Excerpts from point annotation data
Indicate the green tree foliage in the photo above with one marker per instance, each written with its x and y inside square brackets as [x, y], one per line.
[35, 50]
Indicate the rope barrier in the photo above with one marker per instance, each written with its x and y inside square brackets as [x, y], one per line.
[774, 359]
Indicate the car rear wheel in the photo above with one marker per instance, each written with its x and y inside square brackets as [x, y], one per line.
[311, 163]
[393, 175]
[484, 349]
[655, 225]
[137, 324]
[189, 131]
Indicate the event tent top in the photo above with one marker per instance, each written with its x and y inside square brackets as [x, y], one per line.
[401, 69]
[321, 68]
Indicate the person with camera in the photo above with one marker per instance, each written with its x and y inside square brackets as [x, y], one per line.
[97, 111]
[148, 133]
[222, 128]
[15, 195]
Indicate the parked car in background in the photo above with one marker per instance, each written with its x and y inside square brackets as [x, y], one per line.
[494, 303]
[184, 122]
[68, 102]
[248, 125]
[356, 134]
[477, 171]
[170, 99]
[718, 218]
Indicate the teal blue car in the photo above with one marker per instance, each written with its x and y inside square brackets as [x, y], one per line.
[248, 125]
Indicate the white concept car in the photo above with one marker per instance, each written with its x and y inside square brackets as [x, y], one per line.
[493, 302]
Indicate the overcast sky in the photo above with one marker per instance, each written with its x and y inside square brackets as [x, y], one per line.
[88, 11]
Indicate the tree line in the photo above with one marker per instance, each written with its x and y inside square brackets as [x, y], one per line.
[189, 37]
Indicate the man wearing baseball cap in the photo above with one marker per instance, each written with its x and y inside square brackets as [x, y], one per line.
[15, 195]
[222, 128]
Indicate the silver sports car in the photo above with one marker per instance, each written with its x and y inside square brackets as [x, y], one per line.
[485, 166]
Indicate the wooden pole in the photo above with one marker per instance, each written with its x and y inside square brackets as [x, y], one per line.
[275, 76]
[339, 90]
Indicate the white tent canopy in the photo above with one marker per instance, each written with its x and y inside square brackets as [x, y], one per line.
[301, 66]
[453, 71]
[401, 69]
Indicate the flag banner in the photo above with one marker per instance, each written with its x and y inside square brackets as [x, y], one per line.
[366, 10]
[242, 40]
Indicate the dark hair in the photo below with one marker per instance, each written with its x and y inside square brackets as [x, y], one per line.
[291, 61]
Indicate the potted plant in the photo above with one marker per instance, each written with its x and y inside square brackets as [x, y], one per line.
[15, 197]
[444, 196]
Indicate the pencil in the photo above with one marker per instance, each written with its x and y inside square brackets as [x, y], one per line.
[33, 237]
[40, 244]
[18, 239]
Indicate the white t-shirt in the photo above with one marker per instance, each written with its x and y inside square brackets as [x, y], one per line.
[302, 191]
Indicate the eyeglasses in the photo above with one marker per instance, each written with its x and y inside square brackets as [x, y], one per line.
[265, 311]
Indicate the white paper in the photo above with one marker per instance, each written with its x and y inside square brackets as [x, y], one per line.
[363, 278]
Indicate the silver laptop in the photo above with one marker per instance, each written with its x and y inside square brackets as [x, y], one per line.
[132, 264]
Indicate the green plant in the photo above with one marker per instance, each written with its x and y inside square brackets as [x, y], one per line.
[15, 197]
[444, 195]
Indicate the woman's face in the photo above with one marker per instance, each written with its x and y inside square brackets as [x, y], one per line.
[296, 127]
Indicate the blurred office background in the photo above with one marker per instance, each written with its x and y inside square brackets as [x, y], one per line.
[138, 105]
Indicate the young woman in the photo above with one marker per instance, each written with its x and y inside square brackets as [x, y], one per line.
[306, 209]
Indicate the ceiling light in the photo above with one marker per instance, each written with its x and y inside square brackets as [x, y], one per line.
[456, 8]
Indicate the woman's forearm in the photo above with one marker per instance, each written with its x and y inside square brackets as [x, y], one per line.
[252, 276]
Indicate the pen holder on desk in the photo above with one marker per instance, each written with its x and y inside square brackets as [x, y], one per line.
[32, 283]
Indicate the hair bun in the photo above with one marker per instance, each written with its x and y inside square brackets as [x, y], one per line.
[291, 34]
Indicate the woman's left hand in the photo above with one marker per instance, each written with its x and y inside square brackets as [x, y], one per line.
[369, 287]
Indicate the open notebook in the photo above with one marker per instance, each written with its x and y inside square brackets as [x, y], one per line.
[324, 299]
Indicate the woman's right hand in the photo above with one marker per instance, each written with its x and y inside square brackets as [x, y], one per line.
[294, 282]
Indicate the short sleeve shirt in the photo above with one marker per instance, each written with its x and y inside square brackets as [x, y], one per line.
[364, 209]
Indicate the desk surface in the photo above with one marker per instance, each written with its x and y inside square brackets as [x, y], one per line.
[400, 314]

*What is expected*. Find the line containing "Indicate the woman's right", then output it and every line after it to the end of the data, exactly.

*Task response*.
Indicate the woman's right hand in the photo above with one marker per instance, each written with its x and y inside square brackets as [x, y], one per line.
[294, 282]
Indicate the short sleeve shirt in the photo above with one marker per instance, each written with its x and y inside square brackets as [x, y], one per line.
[364, 209]
Indicate the desk surface in the photo above with one marker per instance, each written with its x and y inside square brackets as [x, y], one per line.
[400, 314]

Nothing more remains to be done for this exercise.